Image entries on named regions:
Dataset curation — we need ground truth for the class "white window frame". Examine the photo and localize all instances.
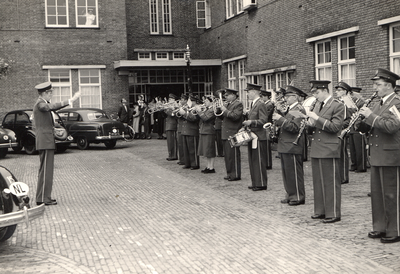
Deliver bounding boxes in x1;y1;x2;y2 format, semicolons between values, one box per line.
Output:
337;34;356;86
75;0;99;28
172;52;185;60
227;62;236;89
138;52;151;60
389;22;400;85
156;51;169;60
45;0;69;28
225;0;235;19
196;0;211;29
162;0;172;34
314;39;332;92
78;69;103;109
48;69;72;107
149;0;160;34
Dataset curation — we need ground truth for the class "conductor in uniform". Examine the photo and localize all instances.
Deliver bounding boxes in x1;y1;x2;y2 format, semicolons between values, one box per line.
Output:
33;82;81;205
273;86;306;206
307;80;344;223
358;68;400;243
243;83;268;191
220;88;243;181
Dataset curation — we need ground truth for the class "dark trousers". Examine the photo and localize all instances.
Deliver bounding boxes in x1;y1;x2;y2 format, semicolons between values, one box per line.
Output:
311;158;341;218
371;166;400;237
215;130;224;156
247;139;268;187
177;132;185;163
340;137;349;183
222;140;242;179
183;135;200;167
166;130;178;159
279;153;305;201
349;133;367;171
36;149;54;203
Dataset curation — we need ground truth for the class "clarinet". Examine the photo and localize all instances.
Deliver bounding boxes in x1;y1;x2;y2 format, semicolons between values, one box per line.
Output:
292;100;318;146
338;91;378;140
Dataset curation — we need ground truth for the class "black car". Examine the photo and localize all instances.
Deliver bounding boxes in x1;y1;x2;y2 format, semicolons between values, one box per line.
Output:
0;127;18;159
58;108;125;149
2;109;73;155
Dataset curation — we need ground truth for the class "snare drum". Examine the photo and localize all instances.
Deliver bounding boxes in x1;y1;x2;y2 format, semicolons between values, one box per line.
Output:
228;130;253;147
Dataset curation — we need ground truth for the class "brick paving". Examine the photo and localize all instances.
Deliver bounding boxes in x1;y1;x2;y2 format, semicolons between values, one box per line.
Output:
0;139;400;274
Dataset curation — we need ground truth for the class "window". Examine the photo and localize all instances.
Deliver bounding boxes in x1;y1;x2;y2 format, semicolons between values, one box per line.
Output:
76;0;99;28
49;69;71;103
156;52;168;60
139;52;151;60
315;40;332;91
389;24;400;84
162;0;172;34
228;62;236;89
196;0;211;28
173;52;185;60
79;69;102;108
149;0;159;34
46;0;69;27
338;35;356;86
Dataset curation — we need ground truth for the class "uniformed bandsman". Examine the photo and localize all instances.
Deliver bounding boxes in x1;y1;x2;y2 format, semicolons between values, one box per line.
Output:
307;80;344;223
221;88;243;181
243;83;268;191
358;68;400;243
272;86;306;206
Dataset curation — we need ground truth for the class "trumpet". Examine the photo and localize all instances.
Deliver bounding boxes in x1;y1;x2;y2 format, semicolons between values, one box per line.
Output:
338;91;378;140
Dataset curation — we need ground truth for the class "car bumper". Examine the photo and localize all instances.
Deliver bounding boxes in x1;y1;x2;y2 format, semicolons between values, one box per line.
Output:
0;142;18;148
96;134;124;141
0;204;45;227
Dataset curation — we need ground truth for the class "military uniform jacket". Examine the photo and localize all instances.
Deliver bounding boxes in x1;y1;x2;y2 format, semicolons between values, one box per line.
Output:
311;97;345;158
33;98;69;150
197;108;215;134
275;103;306;154
181;111;200;136
220;99;243;140
363;94;400;166
247;98;268;141
165;109;178;131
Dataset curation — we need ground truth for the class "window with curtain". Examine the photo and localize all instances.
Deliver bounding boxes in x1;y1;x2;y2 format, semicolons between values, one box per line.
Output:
79;69;102;109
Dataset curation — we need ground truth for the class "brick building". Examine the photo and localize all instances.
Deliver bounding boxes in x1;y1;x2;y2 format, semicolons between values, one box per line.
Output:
0;0;400;114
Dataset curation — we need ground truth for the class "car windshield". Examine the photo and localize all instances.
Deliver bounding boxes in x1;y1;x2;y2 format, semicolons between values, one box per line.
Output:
87;111;108;121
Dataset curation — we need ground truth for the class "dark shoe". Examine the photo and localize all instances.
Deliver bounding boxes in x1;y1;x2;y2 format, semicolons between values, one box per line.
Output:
322;217;340;224
311;214;325;219
36;201;57;205
381;236;400;244
253;186;267;191
368;231;386;239
289;200;306;206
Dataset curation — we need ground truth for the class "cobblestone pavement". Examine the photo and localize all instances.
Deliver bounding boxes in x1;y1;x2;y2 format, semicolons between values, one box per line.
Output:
0;139;400;274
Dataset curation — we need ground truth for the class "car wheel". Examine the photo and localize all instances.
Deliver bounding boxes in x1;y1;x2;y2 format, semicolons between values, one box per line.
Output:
0;148;8;159
24;136;37;155
0;167;17;242
104;140;117;149
56;144;69;153
76;137;89;150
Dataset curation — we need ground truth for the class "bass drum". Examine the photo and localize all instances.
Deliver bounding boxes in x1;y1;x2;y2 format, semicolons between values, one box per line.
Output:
0;166;17;242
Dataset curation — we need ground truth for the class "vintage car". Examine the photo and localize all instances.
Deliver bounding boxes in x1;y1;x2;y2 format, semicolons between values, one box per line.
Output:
2;109;72;155
0;166;45;242
0;126;18;159
58;108;125;149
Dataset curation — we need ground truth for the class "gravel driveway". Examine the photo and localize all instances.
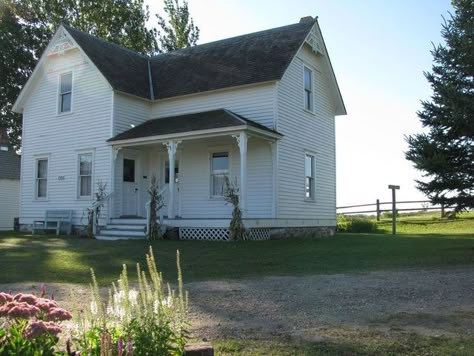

Given problem
Copy every row above word for word, omitting the pictures.

Problem solution
Dataset curation — we need ground truth for the class "white window frame". Examine the photo and localize all instances.
Deliver bounding boxes in x1;y1;x2;y2 format, semicolons between values, one box per line.
Output:
337;34;356;86
75;0;99;28
172;52;185;60
227;62;236;89
138;52;151;60
389;22;400;85
156;51;169;60
45;0;69;28
225;0;235;19
196;0;211;29
162;0;172;34
314;39;332;92
78;69;103;109
48;69;72;107
149;0;160;34
Dataset curation — we need ground truth for the class "conductor in uniform". Examine the photo and localize all instances.
Deliver bounding boxes in x1;y1;x2;y2 format, semicolons between values, one box per line.
Output:
33;82;81;205
273;86;306;206
307;80;344;223
358;68;400;243
243;83;268;191
220;88;243;181
Dataset curation — we need ground truth for the class "dark trousers". Examine the photo and localize all instances.
Deliver bounding boxes in x1;y1;x2;y2 format, semicolons between values, one box per line.
Output:
311;158;341;218
371;166;400;237
215;130;224;156
247;139;268;187
177;132;185;163
340;137;349;183
222;140;242;179
183;135;200;167
166;130;178;159
279;153;305;201
349;133;367;171
36;149;54;203
Dataset curation — we need ground truth for the class "clarinet". Examine the photo and localize all instances.
Deliver bounding boxes in x1;y1;x2;y2 format, semicolons between values, one box per line.
Output:
292;100;318;146
338;91;378;140
Dataset curation — we need ground truth for the class "black car". Examine the photo and localize all instances.
Deliver bounding boxes in x1;y1;x2;y2 format, semicolons between values, one box per line.
Output:
0;127;18;159
58;108;125;149
2;109;73;155
Dataset curation — we need ground truth for the class "snare drum". Examine the photo and localize all instances.
Deliver bounding boxes in x1;y1;x2;y2 format, semicolons between values, one box per line.
Output:
228;130;253;147
Dataset curation — we need ground truth for the class "brick paving". Examine the photo and localize all instances.
Deliver bounding boxes in x1;y1;x2;y2 format, semicolons between values, one box per line.
Output:
0;139;400;274
Dataset curation — we need ground truth for the class "window". Examine the photo and localize all instances.
Deliver bounding boxes in x1;y1;x2;y2 format, semicolons between values, one box per line.
Output:
76;0;99;28
49;69;71;103
156;52;168;60
139;52;151;60
315;40;332;91
389;24;400;84
162;0;172;34
228;62;236;89
196;0;211;28
173;52;185;60
79;69;102;108
149;0;159;34
46;0;69;27
338;35;356;86
Dataset curation — we need ground truth for the class "uniformed bandsman". Examine the photo and localize all instances.
Deliver bounding boxes in x1;y1;x2;y2 format, semicolons between values, one box per line.
Output:
307;80;344;223
221;88;243;181
243;83;268;191
358;68;400;243
272;86;306;206
Dataset curation — we need ground truth for the class "trumpet". Examine the photo and localize all instances.
Deliver bounding boxes in x1;y1;x2;y2 format, semicolons between values, one box per line.
Output:
338;91;378;140
Dataset curation — we need ground truth for the class "car bumper". Examine the photo and localize all instances.
Deliver bounding boxes in x1;y1;x2;y2 format, semicolons between values, one box per line.
Output:
0;142;18;148
96;134;124;141
0;204;45;227
Dataset curation — we need ground truth for the class "military uniform jacket". Examine the photo and localize all instances.
Deliver bounding boxes in x1;y1;x2;y2 format, semicolons between values, one box per line.
Output:
311;97;345;158
33;98;69;150
197;108;215;134
275;103;306;154
181;111;200;136
220;99;243;140
363;94;400;166
247;98;268;141
165;109;178;131
Dataset curation — we need ground truth for the class "window with curtain". Examine the photo and localize all instances.
Deliver bounding boxes in x1;y1;x2;y2 format, semicolons between values, one box per line.
Output:
79;69;102;109
Dataset curation — we need ground truth for the class "brick building". Examine the photo and localize all instances.
Deliver bounding boxes in x1;y1;x2;y2 format, semicolons between values, one box per line.
Output:
0;0;400;114
Dataset curation — we need ground truth for the class "car windshield". Examine the photo and localize all instances.
Deliver bounding boxes in x1;y1;x2;y2 format, semicolons between values, one box per line.
Output:
87;111;108;121
Dataset curation — we need ground truth for the class "dark shoe". Examine the photo and localize all instances.
Deliver bounding boxes in x1;y1;x2;y2 format, semicolons between values, one box per line.
Output:
322;217;340;224
311;214;325;219
36;201;57;205
381;236;400;244
253;186;267;191
368;231;386;239
289;200;306;206
Dataset curation — we need ground truth for the class "cobblestone pavement". Examine the photo and localize all instances.
Deliver bounding boxes in x1;y1;x2;y2 format, semicolons between values, one box per line.
Output:
0;139;400;274
Dataset curation — we need ground truth for the class "car wheel". Examine the photo and localize all instances.
Deliver bounding boxes in x1;y1;x2;y2 format, semicolons between values, one box per line.
Output:
0;148;8;159
24;136;37;155
0;167;17;242
104;140;117;149
56;144;69;153
76;137;89;150
Dataset curation — we need ground truth for the class "bass drum". Examine the photo and localize all instances.
Deliver bounding boxes in x1;y1;x2;y2 format, semicolons between values, one box per line.
Output:
0;166;17;242
Dataset curation — we need ground truth for the class "vintage car". Examine the photo and localize all instances.
Deliver bounding boxes in x1;y1;x2;y2 format, semicolons between values, one box per line.
Output:
2;109;72;155
0;166;45;242
0;126;18;159
58;108;125;149
Dataset curation — we need ground truth for the class "gravel driveway". Examine the photo and localize all instances.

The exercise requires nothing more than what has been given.